(SUPPLIED PASSAGE):
But I'm wanting to go into a medium box if possible, what's the best solution to do this? I'm thinking once the divider is removed, add medium frames, then when they move to a medium box I'll just saw off the 3 deep frames to fit. Any issue with doing this or is there a better solution?


----------



## whiskers (Aug 28, 2011)

Disclaimer- my experience is only what I have read.

What if you just put the medium on top of the brood box you want to split, wait for the bees to build out the comb and the queen to lay in it, and then take it back off. You will have to exercise some vigilance to ensure the queen is in the right box, if you care. Perhaps shake some bees as necessary.
Bill


----------



## beepro (Dec 31, 2012)

I don't know exactly what is your lay out in the
middle paragraph. But that is not important.
What is important is how you are able to fit the
medium frames into a deep in the beginning. And then transfer all the
medium frames into a medium box to complete the set up. Here is my suggestion:
1) Put in 3 deep frames at the center of a deep box with the queen.
2) Put 2 medium frames on each side next to the deep frames. As the hive grows it
will be drawn out. Add more medium frames when needed.
3) Put a follower board on each side next to the empty medium frame.
Fill up the remaining empty space on the sides with newspaper, etc.
4) Put foam blocks or any filling under the medium frames as the hive
expanded.
5) Removed the medium frames once the medium frames are drawn out with 
the bees and broods on them.

(ITEMS):

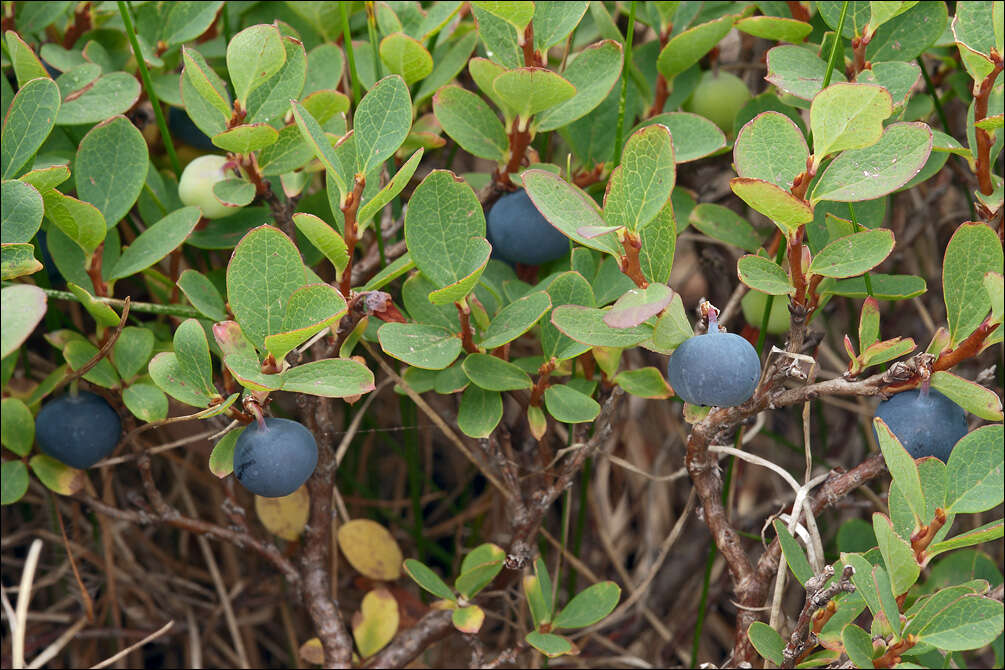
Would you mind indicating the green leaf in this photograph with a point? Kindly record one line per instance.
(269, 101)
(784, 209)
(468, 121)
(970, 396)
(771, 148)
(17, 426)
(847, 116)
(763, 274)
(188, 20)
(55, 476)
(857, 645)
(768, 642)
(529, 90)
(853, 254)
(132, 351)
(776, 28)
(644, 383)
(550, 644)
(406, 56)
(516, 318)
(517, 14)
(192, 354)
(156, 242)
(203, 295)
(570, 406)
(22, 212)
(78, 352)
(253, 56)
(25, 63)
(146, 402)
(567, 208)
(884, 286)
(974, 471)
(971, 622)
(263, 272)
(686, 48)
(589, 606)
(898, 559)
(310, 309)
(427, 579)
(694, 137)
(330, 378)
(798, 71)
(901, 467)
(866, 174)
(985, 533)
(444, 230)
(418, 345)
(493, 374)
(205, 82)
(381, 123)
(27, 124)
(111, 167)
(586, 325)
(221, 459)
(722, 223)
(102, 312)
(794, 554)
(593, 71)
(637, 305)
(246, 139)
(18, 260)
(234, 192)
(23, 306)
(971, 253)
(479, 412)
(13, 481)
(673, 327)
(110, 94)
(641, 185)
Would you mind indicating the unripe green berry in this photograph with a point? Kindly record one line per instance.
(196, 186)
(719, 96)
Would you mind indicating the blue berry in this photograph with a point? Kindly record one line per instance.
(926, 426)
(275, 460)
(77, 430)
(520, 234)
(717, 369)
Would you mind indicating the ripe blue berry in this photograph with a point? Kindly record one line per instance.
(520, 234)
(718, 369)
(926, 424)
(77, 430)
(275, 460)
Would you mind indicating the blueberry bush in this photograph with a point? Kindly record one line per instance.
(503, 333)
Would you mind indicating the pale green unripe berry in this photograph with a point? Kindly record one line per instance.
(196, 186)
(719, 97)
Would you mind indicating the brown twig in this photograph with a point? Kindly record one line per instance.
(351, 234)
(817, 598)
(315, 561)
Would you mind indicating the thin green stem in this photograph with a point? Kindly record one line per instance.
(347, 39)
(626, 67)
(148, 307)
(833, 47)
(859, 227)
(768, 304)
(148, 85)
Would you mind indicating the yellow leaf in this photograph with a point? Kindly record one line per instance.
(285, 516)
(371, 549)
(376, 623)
---
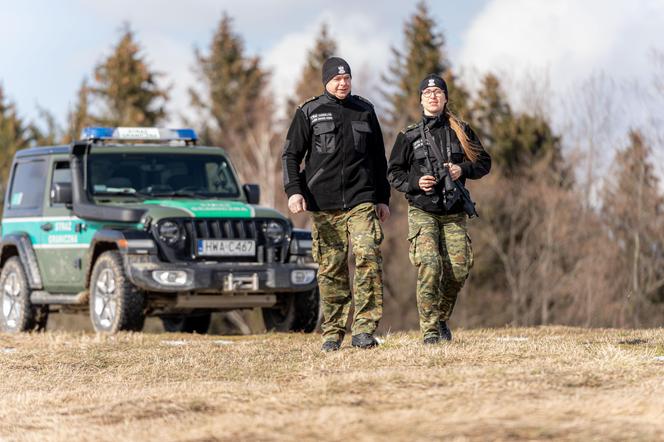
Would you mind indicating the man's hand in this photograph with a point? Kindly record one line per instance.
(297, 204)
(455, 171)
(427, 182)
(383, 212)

(EXERCISE TASKS):
a - For each statement, answer yes or no according to the beekeeping thread, and quote the exact words that decide it. (i) The poster whiskers says his experience comes only from reading. (ii) beepro suggests placing 3 medium frames at the center of a deep box with the queen. (iii) beepro suggests a follower board on each side next to the empty medium frame.
b - Reproduce the part of the beekeeping thread between "What if you" and "(Dec 31, 2012)", inclusive.
The records have nothing to do with the beekeeping thread or the work asked here.

(TASK-BY-TASK SOLUTIONS):
a -
(i) Yes: "Disclaimer- my experience is only what I have read."
(ii) No: "Put in 3 deep frames at the center of a deep box with the queen."
(iii) Yes: "Put a follower board on each side next to the empty medium frame."

b -
What if you just put the medium on top of the brood box you want to split, wait for the bees to build out the comb and the queen to lay in it, and then take it back off. You will have to exercise some vigilance to ensure the queen is in the right box, if you care. Perhaps shake some bees as necessary.
Bill


----------



## beepro (Dec 31, 2012)